### Entries provided
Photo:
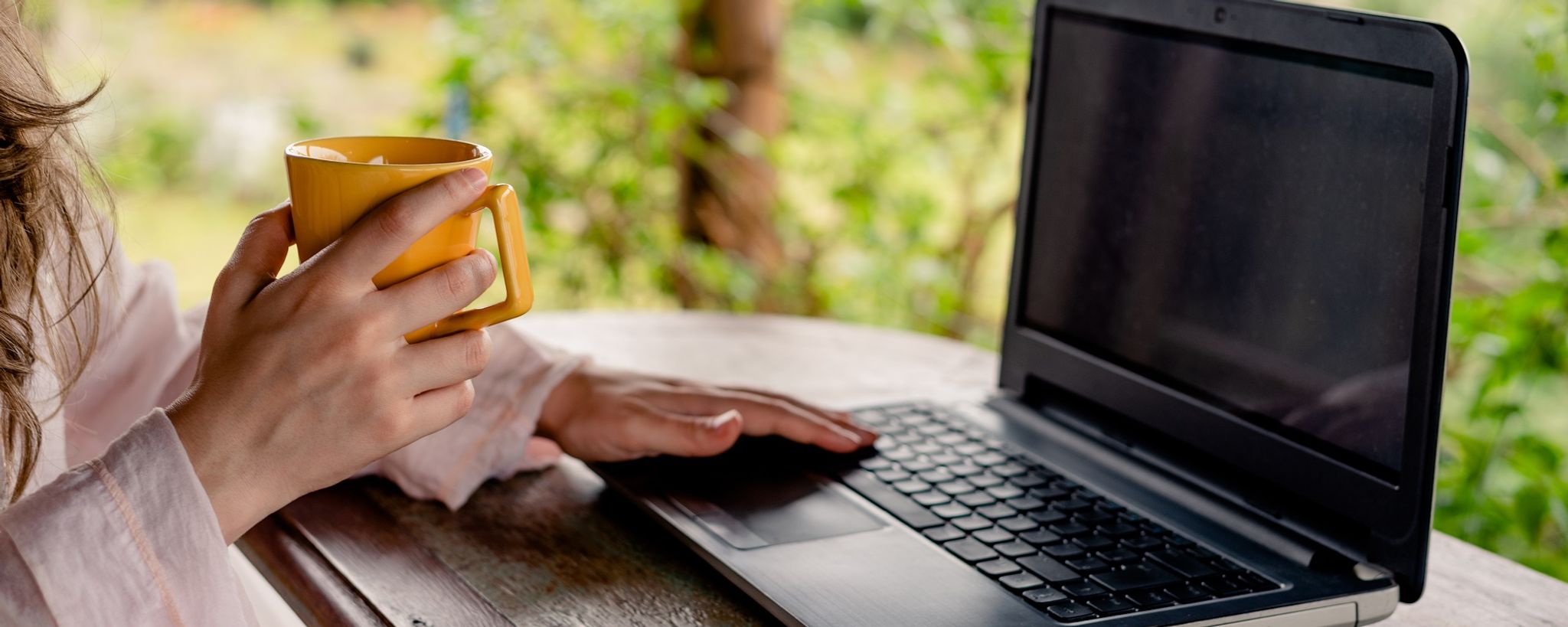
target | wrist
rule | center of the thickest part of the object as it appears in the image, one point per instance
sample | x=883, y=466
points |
x=237, y=502
x=564, y=400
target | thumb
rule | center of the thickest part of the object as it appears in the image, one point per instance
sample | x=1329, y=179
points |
x=257, y=257
x=689, y=436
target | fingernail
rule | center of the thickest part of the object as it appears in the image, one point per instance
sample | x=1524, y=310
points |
x=724, y=419
x=474, y=176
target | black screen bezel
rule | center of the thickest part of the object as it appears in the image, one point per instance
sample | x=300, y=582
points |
x=1388, y=522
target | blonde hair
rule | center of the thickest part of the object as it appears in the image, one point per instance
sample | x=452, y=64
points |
x=47, y=273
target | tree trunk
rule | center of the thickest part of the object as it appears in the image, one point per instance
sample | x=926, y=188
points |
x=728, y=188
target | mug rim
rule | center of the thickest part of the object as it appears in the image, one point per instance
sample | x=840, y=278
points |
x=290, y=151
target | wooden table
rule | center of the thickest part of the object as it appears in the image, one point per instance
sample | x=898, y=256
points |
x=556, y=549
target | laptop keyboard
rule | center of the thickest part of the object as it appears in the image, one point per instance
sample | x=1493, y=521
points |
x=1065, y=549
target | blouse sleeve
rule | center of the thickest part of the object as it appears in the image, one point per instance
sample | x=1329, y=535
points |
x=146, y=358
x=124, y=540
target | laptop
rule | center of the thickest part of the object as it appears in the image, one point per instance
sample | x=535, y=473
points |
x=1222, y=358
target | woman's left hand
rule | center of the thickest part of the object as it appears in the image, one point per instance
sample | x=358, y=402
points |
x=601, y=414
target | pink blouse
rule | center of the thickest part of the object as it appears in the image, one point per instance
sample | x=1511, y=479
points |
x=116, y=531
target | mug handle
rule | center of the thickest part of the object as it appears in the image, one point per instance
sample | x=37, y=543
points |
x=502, y=203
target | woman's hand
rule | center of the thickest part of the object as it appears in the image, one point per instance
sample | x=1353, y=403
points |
x=601, y=414
x=303, y=380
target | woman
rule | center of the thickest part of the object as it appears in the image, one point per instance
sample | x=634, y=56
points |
x=121, y=511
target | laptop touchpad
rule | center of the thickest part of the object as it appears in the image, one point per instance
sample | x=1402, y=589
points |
x=761, y=511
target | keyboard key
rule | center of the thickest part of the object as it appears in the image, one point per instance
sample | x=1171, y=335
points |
x=1095, y=543
x=891, y=475
x=1144, y=543
x=1023, y=580
x=1063, y=550
x=956, y=488
x=1068, y=529
x=942, y=534
x=1048, y=516
x=1150, y=598
x=877, y=465
x=900, y=453
x=1048, y=570
x=1135, y=576
x=1044, y=596
x=951, y=511
x=1070, y=612
x=998, y=568
x=1186, y=593
x=1018, y=524
x=1227, y=565
x=899, y=505
x=1111, y=606
x=998, y=511
x=1083, y=589
x=975, y=499
x=971, y=522
x=1120, y=531
x=969, y=550
x=1087, y=565
x=1071, y=505
x=1093, y=518
x=1183, y=565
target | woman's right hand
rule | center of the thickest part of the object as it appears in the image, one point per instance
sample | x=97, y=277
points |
x=306, y=378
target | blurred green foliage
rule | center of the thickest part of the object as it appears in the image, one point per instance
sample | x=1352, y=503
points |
x=897, y=171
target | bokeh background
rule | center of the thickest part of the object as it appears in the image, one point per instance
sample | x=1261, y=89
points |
x=851, y=158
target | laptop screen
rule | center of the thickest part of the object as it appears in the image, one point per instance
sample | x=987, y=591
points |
x=1237, y=221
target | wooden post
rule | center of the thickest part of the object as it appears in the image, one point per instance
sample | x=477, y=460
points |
x=727, y=185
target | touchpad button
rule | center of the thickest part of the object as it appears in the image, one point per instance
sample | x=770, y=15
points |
x=763, y=511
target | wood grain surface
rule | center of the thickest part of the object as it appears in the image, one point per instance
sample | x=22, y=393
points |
x=556, y=549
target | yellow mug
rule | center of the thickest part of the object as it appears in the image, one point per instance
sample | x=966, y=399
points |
x=336, y=181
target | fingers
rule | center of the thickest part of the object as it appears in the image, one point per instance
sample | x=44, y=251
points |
x=260, y=253
x=383, y=234
x=441, y=407
x=831, y=414
x=446, y=361
x=439, y=292
x=767, y=417
x=659, y=432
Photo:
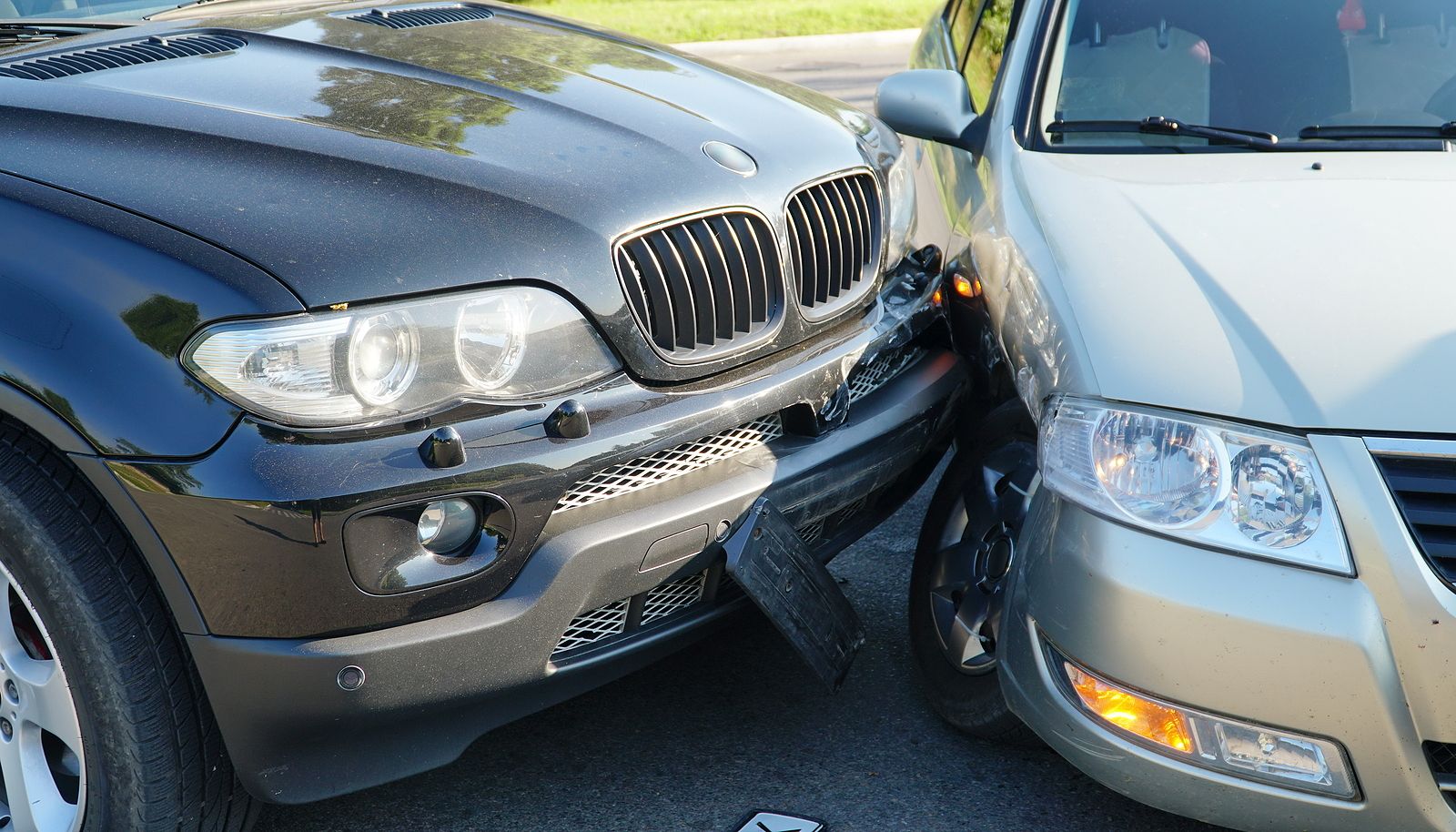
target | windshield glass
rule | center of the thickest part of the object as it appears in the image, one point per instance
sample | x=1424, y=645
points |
x=21, y=11
x=1269, y=66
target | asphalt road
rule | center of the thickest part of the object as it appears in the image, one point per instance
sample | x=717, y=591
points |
x=737, y=725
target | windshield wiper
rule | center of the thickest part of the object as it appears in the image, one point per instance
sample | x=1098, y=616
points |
x=36, y=31
x=1161, y=126
x=1380, y=131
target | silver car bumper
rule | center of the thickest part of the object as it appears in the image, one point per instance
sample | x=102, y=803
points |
x=1369, y=662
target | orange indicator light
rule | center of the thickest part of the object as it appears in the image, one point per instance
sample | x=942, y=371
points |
x=1126, y=710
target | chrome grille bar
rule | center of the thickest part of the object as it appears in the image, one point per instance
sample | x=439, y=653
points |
x=703, y=286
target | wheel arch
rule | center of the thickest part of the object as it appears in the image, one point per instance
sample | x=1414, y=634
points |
x=72, y=448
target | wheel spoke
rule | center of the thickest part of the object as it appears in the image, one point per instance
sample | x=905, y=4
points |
x=48, y=705
x=16, y=780
x=965, y=642
x=954, y=570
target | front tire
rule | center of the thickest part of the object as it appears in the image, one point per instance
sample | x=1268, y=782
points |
x=109, y=729
x=958, y=579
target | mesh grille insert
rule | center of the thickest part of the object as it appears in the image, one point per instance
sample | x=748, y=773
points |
x=421, y=16
x=672, y=463
x=120, y=56
x=594, y=625
x=1441, y=756
x=673, y=596
x=877, y=373
x=657, y=604
x=703, y=286
x=834, y=233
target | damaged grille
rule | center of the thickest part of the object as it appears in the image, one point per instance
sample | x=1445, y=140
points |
x=657, y=604
x=878, y=371
x=672, y=463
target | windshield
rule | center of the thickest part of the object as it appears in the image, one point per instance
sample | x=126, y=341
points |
x=1267, y=66
x=21, y=11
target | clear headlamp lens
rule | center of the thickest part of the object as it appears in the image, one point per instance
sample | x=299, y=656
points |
x=1212, y=482
x=399, y=360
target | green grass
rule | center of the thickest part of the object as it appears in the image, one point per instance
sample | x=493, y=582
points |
x=683, y=21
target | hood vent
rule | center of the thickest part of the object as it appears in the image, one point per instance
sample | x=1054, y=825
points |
x=116, y=56
x=421, y=16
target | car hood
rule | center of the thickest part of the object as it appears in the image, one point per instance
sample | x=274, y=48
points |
x=1259, y=288
x=356, y=160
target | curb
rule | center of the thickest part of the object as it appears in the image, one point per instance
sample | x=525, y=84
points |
x=808, y=43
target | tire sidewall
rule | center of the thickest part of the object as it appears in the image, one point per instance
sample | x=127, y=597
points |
x=968, y=701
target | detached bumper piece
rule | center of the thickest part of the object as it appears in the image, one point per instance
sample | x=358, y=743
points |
x=798, y=594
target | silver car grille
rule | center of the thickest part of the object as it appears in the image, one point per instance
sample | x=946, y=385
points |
x=703, y=286
x=672, y=463
x=681, y=461
x=834, y=232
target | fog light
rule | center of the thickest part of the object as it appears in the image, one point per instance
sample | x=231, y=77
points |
x=1220, y=744
x=448, y=526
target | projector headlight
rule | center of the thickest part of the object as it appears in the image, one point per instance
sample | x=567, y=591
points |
x=1210, y=482
x=392, y=361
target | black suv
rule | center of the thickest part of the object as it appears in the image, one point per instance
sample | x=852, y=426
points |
x=375, y=376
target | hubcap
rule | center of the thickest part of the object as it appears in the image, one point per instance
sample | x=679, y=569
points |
x=43, y=773
x=979, y=548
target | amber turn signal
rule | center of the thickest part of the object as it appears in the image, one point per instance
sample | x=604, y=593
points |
x=1135, y=715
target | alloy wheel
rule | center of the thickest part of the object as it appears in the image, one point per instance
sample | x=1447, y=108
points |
x=43, y=766
x=977, y=551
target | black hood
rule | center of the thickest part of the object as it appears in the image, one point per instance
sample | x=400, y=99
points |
x=356, y=160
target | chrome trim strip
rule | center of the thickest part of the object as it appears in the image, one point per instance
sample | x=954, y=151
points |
x=1420, y=448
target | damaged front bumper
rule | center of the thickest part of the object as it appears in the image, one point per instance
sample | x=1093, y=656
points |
x=322, y=688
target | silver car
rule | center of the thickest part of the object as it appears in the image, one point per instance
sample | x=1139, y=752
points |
x=1205, y=540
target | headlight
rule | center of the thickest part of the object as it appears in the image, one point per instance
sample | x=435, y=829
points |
x=399, y=360
x=1210, y=482
x=900, y=191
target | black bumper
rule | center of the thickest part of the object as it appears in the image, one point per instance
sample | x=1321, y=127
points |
x=433, y=686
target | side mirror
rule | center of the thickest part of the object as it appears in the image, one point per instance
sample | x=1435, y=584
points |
x=926, y=104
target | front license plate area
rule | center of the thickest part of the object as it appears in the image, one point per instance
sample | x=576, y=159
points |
x=798, y=594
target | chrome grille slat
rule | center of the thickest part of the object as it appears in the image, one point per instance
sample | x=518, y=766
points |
x=834, y=239
x=735, y=267
x=672, y=463
x=703, y=286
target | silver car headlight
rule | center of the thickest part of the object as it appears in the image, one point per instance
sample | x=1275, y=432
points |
x=900, y=193
x=1208, y=482
x=392, y=361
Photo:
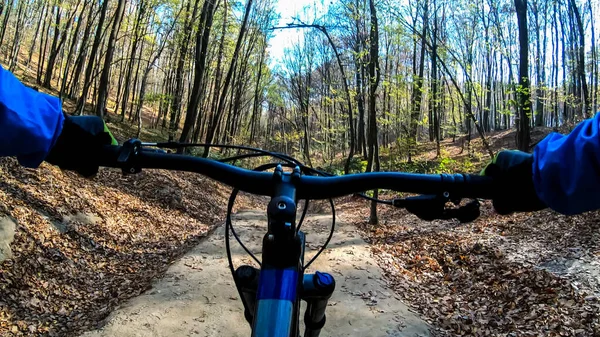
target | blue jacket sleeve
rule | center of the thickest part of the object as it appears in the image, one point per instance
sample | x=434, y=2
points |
x=30, y=121
x=566, y=169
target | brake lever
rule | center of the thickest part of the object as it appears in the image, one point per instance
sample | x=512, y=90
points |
x=433, y=207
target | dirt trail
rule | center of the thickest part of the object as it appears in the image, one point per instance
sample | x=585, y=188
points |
x=197, y=296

### Directions for this task
Across the whole listing above, determine how many lines hold the word "hood". Only that number is wanted.

### Answer space
3